Begin Material shown
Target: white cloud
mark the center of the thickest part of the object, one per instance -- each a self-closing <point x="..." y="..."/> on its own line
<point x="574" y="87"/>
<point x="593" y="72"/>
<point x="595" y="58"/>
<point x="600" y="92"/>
End Material shown
• **Given exercise**
Print the lines above exactly as they appear, keeping every character unchanged.

• **Task result**
Target: white cloud
mark the center of the thickest part of the object, one per instance -- each a self-closing <point x="..." y="..."/> on its own line
<point x="574" y="87"/>
<point x="593" y="72"/>
<point x="595" y="58"/>
<point x="600" y="92"/>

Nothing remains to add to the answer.